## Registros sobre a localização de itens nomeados
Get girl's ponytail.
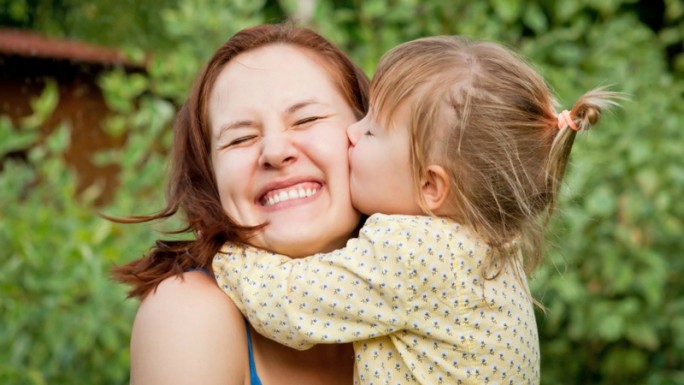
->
[546,88,624,213]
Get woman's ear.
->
[420,164,449,214]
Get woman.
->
[114,25,368,385]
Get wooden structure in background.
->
[0,28,144,201]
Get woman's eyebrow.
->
[285,99,324,115]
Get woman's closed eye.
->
[221,135,257,148]
[294,116,325,126]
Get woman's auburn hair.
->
[109,23,369,298]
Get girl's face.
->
[347,103,423,215]
[208,44,360,257]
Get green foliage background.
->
[0,0,684,384]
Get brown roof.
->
[0,28,143,67]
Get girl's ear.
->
[420,164,449,215]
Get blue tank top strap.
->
[245,319,262,385]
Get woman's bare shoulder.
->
[131,271,248,385]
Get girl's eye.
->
[295,116,323,126]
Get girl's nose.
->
[347,120,362,146]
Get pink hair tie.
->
[558,110,579,131]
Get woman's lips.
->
[259,182,321,207]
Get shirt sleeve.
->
[213,216,434,349]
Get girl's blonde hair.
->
[370,36,617,274]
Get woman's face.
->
[208,44,360,257]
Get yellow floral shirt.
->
[213,214,539,385]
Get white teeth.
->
[266,184,318,206]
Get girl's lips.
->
[259,182,321,207]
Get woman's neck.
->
[250,328,354,385]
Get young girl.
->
[213,36,615,385]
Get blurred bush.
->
[0,0,684,384]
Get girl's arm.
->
[131,271,249,385]
[213,216,453,349]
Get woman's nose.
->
[259,132,298,168]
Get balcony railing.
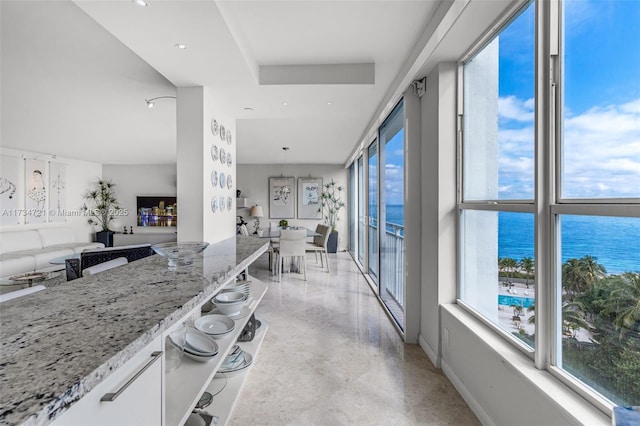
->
[368,221,404,309]
[380,222,404,309]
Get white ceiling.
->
[0,0,504,164]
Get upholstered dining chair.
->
[276,229,307,281]
[305,225,331,272]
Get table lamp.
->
[249,205,264,234]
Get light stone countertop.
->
[0,236,268,425]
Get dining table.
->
[254,226,320,238]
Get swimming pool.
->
[498,294,535,308]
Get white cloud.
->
[498,96,534,122]
[498,97,640,198]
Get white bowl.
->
[213,291,247,304]
[216,300,244,315]
[194,314,236,337]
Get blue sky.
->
[499,0,640,198]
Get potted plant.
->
[318,179,344,253]
[82,179,120,247]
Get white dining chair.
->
[305,225,331,272]
[276,229,307,281]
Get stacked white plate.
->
[216,345,253,377]
[222,281,251,299]
[212,291,247,315]
[169,327,218,362]
[194,314,236,339]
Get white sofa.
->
[0,228,104,278]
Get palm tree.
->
[562,255,606,301]
[519,257,534,288]
[605,272,640,338]
[527,301,591,337]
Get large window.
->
[460,0,536,347]
[553,0,640,405]
[378,101,405,329]
[459,0,640,412]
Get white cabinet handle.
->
[100,351,162,402]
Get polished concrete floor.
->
[230,253,480,425]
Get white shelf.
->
[164,277,267,426]
[200,318,269,426]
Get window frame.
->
[456,0,640,416]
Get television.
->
[136,196,178,226]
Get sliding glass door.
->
[367,140,378,283]
[378,101,405,329]
[351,155,366,265]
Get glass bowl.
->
[151,241,209,271]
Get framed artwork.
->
[298,178,322,219]
[269,177,295,219]
[0,155,24,225]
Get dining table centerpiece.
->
[81,179,126,247]
[318,179,345,253]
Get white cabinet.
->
[52,336,163,426]
[164,277,267,426]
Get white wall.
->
[237,164,349,250]
[441,305,611,426]
[177,87,237,243]
[201,87,237,242]
[102,164,180,232]
[419,63,457,366]
[0,147,102,241]
[176,87,204,241]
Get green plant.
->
[318,179,344,231]
[81,179,121,231]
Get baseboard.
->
[418,334,440,368]
[442,360,496,426]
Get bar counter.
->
[0,236,268,425]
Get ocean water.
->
[378,205,640,274]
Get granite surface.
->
[0,236,268,425]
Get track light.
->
[144,96,176,108]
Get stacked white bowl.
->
[212,291,247,315]
[222,281,251,298]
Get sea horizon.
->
[378,204,640,274]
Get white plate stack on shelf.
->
[222,281,251,298]
[212,291,247,316]
[169,327,218,362]
[193,314,236,339]
[216,345,253,377]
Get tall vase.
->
[96,231,115,247]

## Instruções e requisitos
Transforme todas as linhas acima em uma lista numerada, sem as linhas em branco. Deixe as imagens de fora da resposta.

## Resposta completa
1. Get girl's ponytail.
2. ->
3. [546,88,624,213]
4. Get woman's ear.
5. ->
6. [420,164,449,214]
7. Get woman.
8. ->
9. [114,25,368,385]
10. Get wooden structure in background.
11. ->
12. [0,28,144,201]
13. Get woman's eyebrow.
14. ->
15. [285,99,324,115]
16. Get woman's closed eye.
17. ->
18. [221,135,257,148]
19. [294,116,325,126]
20. Get woman's auburn hair.
21. ->
22. [109,23,369,298]
23. Get girl's face.
24. ->
25. [347,103,423,215]
26. [208,44,360,257]
27. Get green foliage background.
28. ->
29. [0,0,684,384]
30. Get brown roof.
31. ->
32. [0,28,143,67]
33. Get girl's ear.
34. ->
35. [420,164,449,215]
36. Get blue tank top strap.
37. ->
38. [245,319,262,385]
39. Get woman's bare shoulder.
40. ->
41. [131,271,248,385]
42. Get girl's eye.
43. ->
44. [295,116,323,126]
45. Get girl's nose.
46. ->
47. [347,120,362,146]
48. Get pink hair tie.
49. ->
50. [558,110,579,131]
51. Get woman's lips.
52. ->
53. [259,182,321,207]
54. Get shirt sleeve.
55. ->
56. [213,216,434,349]
57. Get girl's blonde hair.
58. ->
59. [370,36,617,274]
60. Get woman's face.
61. ->
62. [208,44,360,257]
63. Get yellow floral shirt.
64. ->
65. [213,214,539,385]
66. Get white teeth.
67. ->
68. [266,184,318,206]
69. Get girl's lips.
70. ->
71. [259,182,321,207]
72. Get woman's neck.
73. ->
74. [250,328,354,385]
75. Get young girl.
76. ->
77. [213,36,615,385]
78. Get blurred bush.
79. ->
80. [0,0,684,384]
81. Get girl's arm.
82. ->
83. [131,271,249,385]
84. [213,216,453,349]
85. Get woman's nose.
86. ->
87. [259,132,298,168]
88. Get balcony railing.
89. ->
90. [368,221,404,309]
91. [380,222,404,309]
92. Get white ceiling.
93. ->
94. [0,0,504,164]
95. Get upholstered dining chair.
96. ->
97. [276,229,307,281]
98. [305,225,331,272]
99. Get table lamp.
100. ->
101. [249,205,264,234]
102. Get light stone countertop.
103. ->
104. [0,236,268,425]
105. Get dining table.
106. ->
107. [254,226,320,238]
108. Get swimming pool.
109. ->
110. [498,294,535,308]
111. Get white cloud.
112. ->
113. [498,96,534,122]
114. [498,97,640,198]
115. Get white bowl.
116. ->
117. [213,291,247,304]
118. [216,300,244,315]
119. [194,314,236,337]
120. Get blue sky.
121. ->
122. [499,0,640,198]
123. Get potted plant.
124. ->
125. [318,179,344,253]
126. [82,179,120,247]
127. Get white dining chair.
128. ->
129. [305,225,331,272]
130. [276,229,307,281]
131. Get stacked white plate.
132. ->
133. [216,345,253,377]
134. [222,281,251,299]
135. [212,291,247,315]
136. [169,327,218,362]
137. [194,314,236,339]
138. Get white sofa.
139. ->
140. [0,228,104,278]
141. Get palm tree.
142. ->
143. [562,255,606,301]
144. [519,257,534,288]
145. [605,272,640,338]
146. [527,301,591,337]
147. Get large window.
148. ->
149. [460,0,536,347]
150. [553,0,640,405]
151. [378,101,405,329]
152. [459,0,640,412]
153. Get white cabinet handle.
154. ->
155. [100,351,162,402]
156. Get polished concrete floor.
157. ->
158. [230,253,480,425]
159. Get white shelf.
160. ->
161. [164,277,267,426]
162. [200,318,269,426]
163. Get window frame.
164. ->
165. [456,0,640,416]
166. Get television.
167. ->
168. [136,196,178,226]
169. Get sliding glass door.
170. ->
171. [367,140,378,283]
172. [378,101,405,329]
173. [351,155,366,265]
174. Get glass bowl.
175. ->
176. [151,241,209,271]
177. Get framed artwork.
178. ->
179. [298,178,322,219]
180. [269,177,295,219]
181. [0,155,24,225]
182. Get dining table centerpiece.
183. ->
184. [81,179,126,247]
185. [318,179,345,253]
186. Get white cabinet.
187. ->
188. [52,336,163,426]
189. [164,277,267,426]
190. Get white wall.
191. ->
192. [237,164,349,250]
193. [441,305,611,426]
194. [177,87,237,243]
195. [201,87,237,242]
196. [102,164,180,232]
197. [419,63,457,366]
198. [0,147,102,241]
199. [176,87,204,241]
200. Get green plant.
201. ->
202. [318,179,344,231]
203. [81,179,121,231]
204. Get baseboard.
205. ->
206. [418,334,440,368]
207. [442,360,496,426]
208. Get bar counter.
209. ->
210. [0,236,268,425]
211. Get ocean water.
212. ->
213. [378,205,640,274]
214. Get granite surface.
215. ->
216. [0,236,268,425]
217. Get track light.
218. ->
219. [144,96,176,108]
220. Get stacked white bowl.
221. ->
222. [212,291,247,315]
223. [222,281,251,298]
224. Get sea horizon.
225. ->
226. [378,204,640,274]
227. Get white plate stack on shelf.
228. ->
229. [222,281,251,298]
230. [212,291,247,316]
231. [169,327,218,362]
232. [193,314,236,339]
233. [216,345,253,377]
234. Get tall vase.
235. ->
236. [96,231,115,247]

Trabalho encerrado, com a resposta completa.